**Goal of the exercise:** From the entries below, copy every line holding the word "handle".

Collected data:
= Beginning of Section =

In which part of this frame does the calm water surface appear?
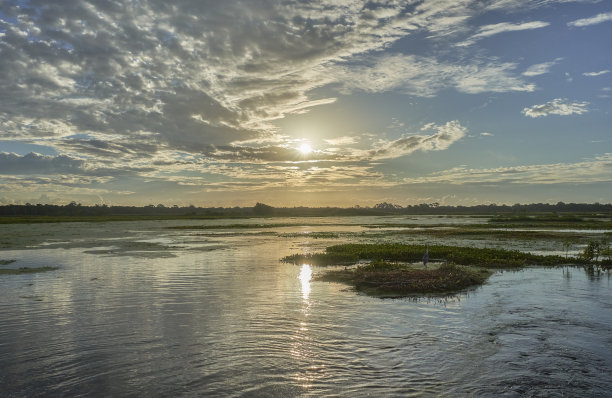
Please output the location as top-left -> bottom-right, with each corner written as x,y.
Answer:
1,217 -> 611,397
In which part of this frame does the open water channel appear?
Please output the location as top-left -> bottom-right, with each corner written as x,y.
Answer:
1,217 -> 611,396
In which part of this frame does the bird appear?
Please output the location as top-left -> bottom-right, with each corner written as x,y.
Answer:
423,243 -> 429,268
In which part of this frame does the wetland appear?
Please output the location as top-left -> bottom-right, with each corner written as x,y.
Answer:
1,214 -> 611,396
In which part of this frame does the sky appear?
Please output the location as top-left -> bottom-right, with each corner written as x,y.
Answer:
0,0 -> 610,207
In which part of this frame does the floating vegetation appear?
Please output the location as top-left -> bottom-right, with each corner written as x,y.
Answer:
277,232 -> 340,239
489,214 -> 587,223
0,267 -> 58,275
282,243 -> 573,268
317,261 -> 492,296
374,227 -> 593,240
169,223 -> 313,230
0,259 -> 16,265
487,216 -> 612,230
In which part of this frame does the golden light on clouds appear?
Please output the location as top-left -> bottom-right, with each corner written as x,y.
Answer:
297,143 -> 313,155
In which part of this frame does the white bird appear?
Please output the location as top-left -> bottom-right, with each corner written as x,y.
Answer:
423,243 -> 429,268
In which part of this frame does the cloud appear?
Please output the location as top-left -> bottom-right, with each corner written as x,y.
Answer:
0,152 -> 152,176
522,98 -> 589,118
457,21 -> 549,47
583,70 -> 610,77
402,154 -> 612,185
522,59 -> 562,76
568,12 -> 612,27
0,0 -> 544,159
335,54 -> 535,97
0,0 -> 419,154
177,121 -> 467,163
0,152 -> 86,175
367,121 -> 467,160
324,136 -> 359,146
0,0 -> 607,205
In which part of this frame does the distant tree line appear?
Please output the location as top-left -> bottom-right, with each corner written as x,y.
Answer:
1,201 -> 611,218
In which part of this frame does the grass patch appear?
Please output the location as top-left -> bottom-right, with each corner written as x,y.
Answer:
0,266 -> 58,275
168,223 -> 325,230
0,259 -> 16,265
282,243 -> 572,268
377,227 -> 591,241
278,232 -> 340,239
317,261 -> 492,296
489,215 -> 587,223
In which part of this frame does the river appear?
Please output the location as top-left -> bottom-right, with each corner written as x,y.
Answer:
1,217 -> 611,396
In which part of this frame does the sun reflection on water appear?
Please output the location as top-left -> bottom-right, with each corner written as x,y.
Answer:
292,263 -> 321,389
298,264 -> 312,300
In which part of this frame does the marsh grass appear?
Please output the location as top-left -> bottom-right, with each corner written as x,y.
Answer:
277,232 -> 340,239
489,215 -> 587,223
376,227 -> 590,240
0,266 -> 58,275
282,243 -> 571,268
317,261 -> 492,296
168,223 -> 335,230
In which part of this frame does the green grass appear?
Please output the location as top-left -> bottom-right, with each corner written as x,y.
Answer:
0,266 -> 58,275
376,227 -> 591,240
317,261 -> 492,296
0,214 -> 267,224
168,223 -> 335,230
489,214 -> 587,223
278,232 -> 340,239
0,259 -> 16,265
282,243 -> 573,268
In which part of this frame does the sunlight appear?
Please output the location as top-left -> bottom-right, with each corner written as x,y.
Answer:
298,264 -> 312,300
297,143 -> 313,155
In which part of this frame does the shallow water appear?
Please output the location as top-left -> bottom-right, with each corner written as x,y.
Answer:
1,217 -> 611,397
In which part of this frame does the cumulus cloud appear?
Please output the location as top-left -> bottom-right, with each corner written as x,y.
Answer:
522,98 -> 590,118
568,12 -> 612,27
457,21 -> 550,46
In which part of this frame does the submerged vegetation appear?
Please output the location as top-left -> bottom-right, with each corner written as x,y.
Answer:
318,261 -> 491,296
0,266 -> 58,275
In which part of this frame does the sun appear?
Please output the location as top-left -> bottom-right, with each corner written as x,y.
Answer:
297,142 -> 313,155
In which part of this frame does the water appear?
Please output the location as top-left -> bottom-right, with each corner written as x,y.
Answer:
1,217 -> 611,397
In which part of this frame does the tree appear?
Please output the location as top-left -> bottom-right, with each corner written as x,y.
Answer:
253,202 -> 274,215
582,241 -> 601,263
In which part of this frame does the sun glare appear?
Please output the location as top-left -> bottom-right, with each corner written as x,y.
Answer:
297,143 -> 313,155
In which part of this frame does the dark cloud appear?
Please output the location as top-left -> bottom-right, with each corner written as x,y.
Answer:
0,152 -> 153,176
0,152 -> 85,174
59,138 -> 159,159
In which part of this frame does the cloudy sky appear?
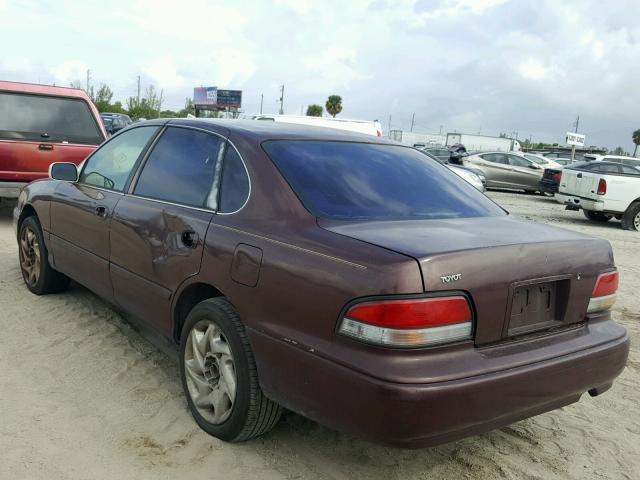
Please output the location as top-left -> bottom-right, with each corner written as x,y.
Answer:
1,0 -> 639,151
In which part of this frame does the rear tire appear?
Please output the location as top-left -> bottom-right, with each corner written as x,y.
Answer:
621,202 -> 640,231
18,216 -> 70,295
584,210 -> 613,223
179,297 -> 282,442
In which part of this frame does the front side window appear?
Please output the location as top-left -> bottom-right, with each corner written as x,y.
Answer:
0,92 -> 104,144
79,126 -> 158,191
263,141 -> 505,221
508,155 -> 530,168
134,127 -> 222,208
524,154 -> 546,165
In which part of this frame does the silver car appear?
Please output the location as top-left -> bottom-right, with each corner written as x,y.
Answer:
463,152 -> 544,193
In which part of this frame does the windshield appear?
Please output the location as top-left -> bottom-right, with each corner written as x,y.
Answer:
263,140 -> 505,221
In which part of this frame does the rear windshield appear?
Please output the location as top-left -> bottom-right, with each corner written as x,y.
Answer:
263,140 -> 505,220
0,92 -> 104,144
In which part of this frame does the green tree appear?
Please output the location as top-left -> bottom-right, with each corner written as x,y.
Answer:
632,129 -> 640,157
325,95 -> 342,118
93,84 -> 114,112
177,98 -> 194,117
127,85 -> 161,120
306,104 -> 323,117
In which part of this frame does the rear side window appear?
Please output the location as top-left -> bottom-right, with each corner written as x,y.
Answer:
593,164 -> 620,174
0,92 -> 104,144
79,126 -> 158,191
134,127 -> 222,208
219,145 -> 250,213
263,141 -> 505,220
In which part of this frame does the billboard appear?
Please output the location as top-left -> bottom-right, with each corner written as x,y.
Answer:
194,87 -> 218,106
193,87 -> 242,110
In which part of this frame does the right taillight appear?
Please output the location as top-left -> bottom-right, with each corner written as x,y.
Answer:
552,172 -> 562,181
597,178 -> 607,195
338,295 -> 473,347
587,270 -> 618,314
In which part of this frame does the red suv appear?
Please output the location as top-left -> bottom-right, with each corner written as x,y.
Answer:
0,80 -> 106,199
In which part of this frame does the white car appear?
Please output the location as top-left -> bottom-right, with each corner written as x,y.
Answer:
253,114 -> 383,137
519,152 -> 562,169
556,161 -> 640,230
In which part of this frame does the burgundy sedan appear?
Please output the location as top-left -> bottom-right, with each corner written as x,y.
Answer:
13,119 -> 629,447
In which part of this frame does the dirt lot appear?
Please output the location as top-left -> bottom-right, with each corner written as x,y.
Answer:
1,191 -> 638,480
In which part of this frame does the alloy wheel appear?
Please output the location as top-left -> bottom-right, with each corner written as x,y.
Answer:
634,212 -> 640,231
184,320 -> 237,424
19,226 -> 41,287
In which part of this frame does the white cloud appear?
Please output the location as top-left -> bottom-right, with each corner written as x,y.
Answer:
50,60 -> 89,85
518,58 -> 548,81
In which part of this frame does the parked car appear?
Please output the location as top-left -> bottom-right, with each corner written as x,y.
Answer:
421,146 -> 452,162
540,167 -> 563,194
0,80 -> 106,199
100,112 -> 133,136
543,151 -> 574,161
419,149 -> 486,191
253,114 -> 383,137
14,119 -> 629,448
582,153 -> 640,167
520,152 -> 562,169
556,160 -> 640,230
463,151 -> 545,193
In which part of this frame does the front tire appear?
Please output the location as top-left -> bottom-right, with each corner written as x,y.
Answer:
584,210 -> 613,223
179,298 -> 282,442
18,216 -> 70,295
621,202 -> 640,231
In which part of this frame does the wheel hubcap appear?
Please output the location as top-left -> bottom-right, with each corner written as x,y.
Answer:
184,320 -> 237,424
19,227 -> 41,287
634,212 -> 640,230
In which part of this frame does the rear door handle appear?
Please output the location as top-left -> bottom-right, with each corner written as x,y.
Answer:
95,205 -> 108,218
38,144 -> 53,151
181,230 -> 199,248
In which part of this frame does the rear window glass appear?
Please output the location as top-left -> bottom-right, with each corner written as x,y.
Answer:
262,141 -> 505,220
0,92 -> 104,144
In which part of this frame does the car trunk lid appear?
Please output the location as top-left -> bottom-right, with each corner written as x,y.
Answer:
320,215 -> 613,345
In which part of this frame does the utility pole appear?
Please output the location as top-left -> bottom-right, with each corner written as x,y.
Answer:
157,89 -> 163,118
86,69 -> 91,96
260,94 -> 263,114
574,115 -> 580,133
410,112 -> 415,132
278,85 -> 284,115
439,125 -> 443,135
137,75 -> 141,104
388,114 -> 392,135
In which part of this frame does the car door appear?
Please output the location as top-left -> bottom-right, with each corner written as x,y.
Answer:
506,154 -> 542,189
474,153 -> 512,187
49,125 -> 160,302
109,126 -> 226,336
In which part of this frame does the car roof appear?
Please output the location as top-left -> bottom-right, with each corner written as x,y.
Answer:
141,118 -> 399,144
0,80 -> 92,100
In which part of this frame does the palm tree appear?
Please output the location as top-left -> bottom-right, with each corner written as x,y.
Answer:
633,129 -> 640,157
325,95 -> 343,118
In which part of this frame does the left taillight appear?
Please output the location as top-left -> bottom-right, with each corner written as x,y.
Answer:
597,178 -> 607,195
338,296 -> 473,347
587,270 -> 618,314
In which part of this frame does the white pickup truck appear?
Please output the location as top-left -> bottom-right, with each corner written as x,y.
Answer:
555,161 -> 640,231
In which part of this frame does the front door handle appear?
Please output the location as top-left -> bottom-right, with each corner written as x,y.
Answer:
38,144 -> 53,151
95,205 -> 108,218
181,230 -> 199,248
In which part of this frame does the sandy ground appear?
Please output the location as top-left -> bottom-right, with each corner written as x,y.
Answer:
0,191 -> 638,480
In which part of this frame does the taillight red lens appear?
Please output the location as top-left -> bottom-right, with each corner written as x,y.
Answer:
592,271 -> 618,297
552,172 -> 562,181
339,296 -> 473,347
345,297 -> 471,328
597,178 -> 607,195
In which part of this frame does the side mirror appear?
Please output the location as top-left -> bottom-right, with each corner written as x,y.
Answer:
49,162 -> 78,182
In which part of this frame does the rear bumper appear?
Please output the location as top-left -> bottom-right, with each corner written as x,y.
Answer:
0,181 -> 27,198
556,193 -> 604,211
251,320 -> 629,448
539,180 -> 559,194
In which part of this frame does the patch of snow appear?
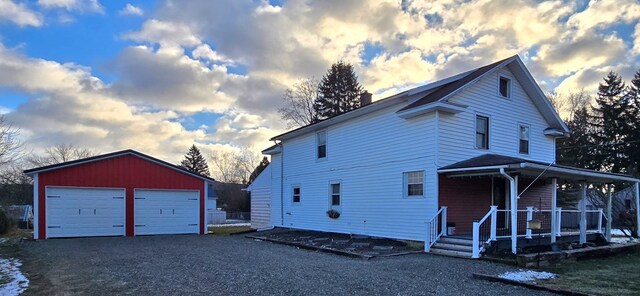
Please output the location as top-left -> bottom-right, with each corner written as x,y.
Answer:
0,258 -> 29,295
610,237 -> 639,244
499,270 -> 556,282
208,223 -> 251,227
0,238 -> 8,245
611,229 -> 629,236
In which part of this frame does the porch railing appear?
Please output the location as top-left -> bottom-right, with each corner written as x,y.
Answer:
425,207 -> 447,252
492,208 -> 605,239
472,206 -> 497,258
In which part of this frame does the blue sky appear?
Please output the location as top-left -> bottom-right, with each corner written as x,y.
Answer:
0,0 -> 639,163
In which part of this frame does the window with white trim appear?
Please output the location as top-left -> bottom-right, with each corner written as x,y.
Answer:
404,171 -> 424,197
330,182 -> 340,206
292,186 -> 301,203
519,124 -> 530,154
476,115 -> 489,149
317,130 -> 327,159
499,76 -> 511,98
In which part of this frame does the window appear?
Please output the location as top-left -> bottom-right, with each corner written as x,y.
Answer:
292,186 -> 301,203
330,182 -> 341,206
317,130 -> 327,159
499,76 -> 511,98
404,171 -> 424,197
519,124 -> 530,154
476,115 -> 489,149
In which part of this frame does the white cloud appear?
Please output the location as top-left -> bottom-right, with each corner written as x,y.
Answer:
119,3 -> 143,16
0,106 -> 11,114
122,19 -> 201,48
0,0 -> 42,27
37,0 -> 103,13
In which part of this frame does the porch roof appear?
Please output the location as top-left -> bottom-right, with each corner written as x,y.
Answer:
438,154 -> 640,184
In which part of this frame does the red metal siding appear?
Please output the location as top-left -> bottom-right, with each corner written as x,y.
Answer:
438,175 -> 553,234
38,154 -> 205,238
439,175 -> 492,234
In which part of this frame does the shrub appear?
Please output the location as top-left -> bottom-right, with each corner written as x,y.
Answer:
0,209 -> 14,235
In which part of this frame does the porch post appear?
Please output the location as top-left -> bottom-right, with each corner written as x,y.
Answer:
606,185 -> 612,242
441,207 -> 448,237
635,182 -> 640,237
556,207 -> 562,237
550,178 -> 558,243
510,178 -> 518,254
579,182 -> 587,244
525,207 -> 533,239
490,205 -> 497,241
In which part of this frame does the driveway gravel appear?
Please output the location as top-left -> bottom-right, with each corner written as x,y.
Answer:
20,235 -> 552,295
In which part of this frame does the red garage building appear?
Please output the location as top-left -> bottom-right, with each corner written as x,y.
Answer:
24,150 -> 215,239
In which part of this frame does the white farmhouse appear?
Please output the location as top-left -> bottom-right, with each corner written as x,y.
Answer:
248,55 -> 640,258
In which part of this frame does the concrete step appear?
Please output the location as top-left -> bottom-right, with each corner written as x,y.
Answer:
429,248 -> 473,259
432,242 -> 473,252
438,237 -> 473,246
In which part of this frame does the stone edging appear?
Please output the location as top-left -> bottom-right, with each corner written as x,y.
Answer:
246,235 -> 377,259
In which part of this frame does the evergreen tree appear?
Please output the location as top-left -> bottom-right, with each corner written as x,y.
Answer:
314,61 -> 364,120
248,156 -> 270,184
179,145 -> 210,176
557,105 -> 597,170
590,72 -> 627,173
624,70 -> 640,176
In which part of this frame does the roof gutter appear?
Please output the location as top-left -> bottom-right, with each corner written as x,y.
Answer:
521,163 -> 640,183
437,165 -> 509,173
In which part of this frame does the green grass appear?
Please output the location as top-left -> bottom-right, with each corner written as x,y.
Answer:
538,250 -> 640,296
208,226 -> 252,236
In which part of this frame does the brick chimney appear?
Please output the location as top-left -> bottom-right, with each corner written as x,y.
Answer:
360,91 -> 372,107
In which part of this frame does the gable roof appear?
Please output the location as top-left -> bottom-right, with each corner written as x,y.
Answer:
270,55 -> 569,142
23,149 -> 216,182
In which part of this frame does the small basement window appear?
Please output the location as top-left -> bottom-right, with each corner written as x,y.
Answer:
476,115 -> 489,149
519,124 -> 530,154
499,76 -> 511,98
404,171 -> 424,197
292,186 -> 301,203
317,130 -> 327,159
330,182 -> 341,206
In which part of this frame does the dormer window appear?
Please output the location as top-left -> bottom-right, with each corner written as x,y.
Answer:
499,76 -> 511,98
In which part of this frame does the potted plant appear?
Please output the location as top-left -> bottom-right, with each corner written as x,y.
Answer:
326,209 -> 340,219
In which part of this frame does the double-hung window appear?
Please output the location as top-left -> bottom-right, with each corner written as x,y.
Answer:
292,186 -> 301,203
476,115 -> 489,149
317,130 -> 327,159
404,171 -> 424,197
330,182 -> 341,206
499,76 -> 511,98
519,124 -> 530,154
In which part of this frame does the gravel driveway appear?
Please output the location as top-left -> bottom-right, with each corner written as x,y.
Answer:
20,235 -> 551,295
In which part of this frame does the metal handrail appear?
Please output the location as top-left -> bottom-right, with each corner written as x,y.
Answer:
472,206 -> 497,258
425,207 -> 447,252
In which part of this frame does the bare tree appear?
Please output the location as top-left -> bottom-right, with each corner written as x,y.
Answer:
0,116 -> 22,167
278,78 -> 320,128
547,90 -> 592,121
209,147 -> 261,184
27,143 -> 98,167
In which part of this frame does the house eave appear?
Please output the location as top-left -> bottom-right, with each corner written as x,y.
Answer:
397,102 -> 468,119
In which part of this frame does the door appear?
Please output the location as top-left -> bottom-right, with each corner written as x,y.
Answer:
493,178 -> 508,229
46,187 -> 125,238
134,189 -> 200,235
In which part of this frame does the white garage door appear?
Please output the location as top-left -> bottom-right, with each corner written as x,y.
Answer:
134,189 -> 200,235
46,187 -> 125,238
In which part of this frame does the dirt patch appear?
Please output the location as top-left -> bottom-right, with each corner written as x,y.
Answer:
248,228 -> 424,257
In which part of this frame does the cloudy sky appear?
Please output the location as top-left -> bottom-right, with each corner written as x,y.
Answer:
0,0 -> 639,163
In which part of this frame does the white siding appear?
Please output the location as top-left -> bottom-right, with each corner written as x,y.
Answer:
270,154 -> 283,227
248,165 -> 272,229
277,104 -> 438,241
438,67 -> 556,166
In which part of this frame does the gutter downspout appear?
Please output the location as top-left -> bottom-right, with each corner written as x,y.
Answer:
500,168 -> 518,254
280,143 -> 284,227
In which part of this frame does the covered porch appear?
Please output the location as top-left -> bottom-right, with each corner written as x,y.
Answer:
426,154 -> 640,259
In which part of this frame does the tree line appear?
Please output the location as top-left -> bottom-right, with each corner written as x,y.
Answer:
555,70 -> 640,178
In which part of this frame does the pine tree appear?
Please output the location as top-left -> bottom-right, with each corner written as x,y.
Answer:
557,105 -> 596,170
248,156 -> 270,184
624,69 -> 640,176
590,72 -> 627,173
314,61 -> 364,120
179,145 -> 210,176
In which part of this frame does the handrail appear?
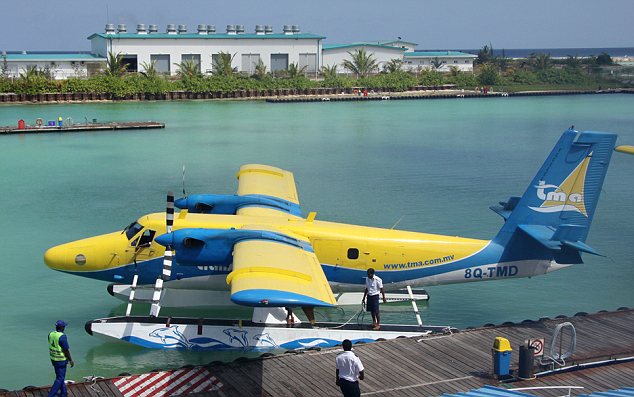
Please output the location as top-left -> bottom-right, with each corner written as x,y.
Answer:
512,385 -> 584,397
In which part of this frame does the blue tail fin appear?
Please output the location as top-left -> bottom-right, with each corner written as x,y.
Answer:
491,130 -> 617,263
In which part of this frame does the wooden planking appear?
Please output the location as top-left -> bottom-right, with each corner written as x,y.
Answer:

= End of Section =

**Result of the task:**
In which part of this frame does the rear door handle appear?
In which part of this frame does the front door handle appear?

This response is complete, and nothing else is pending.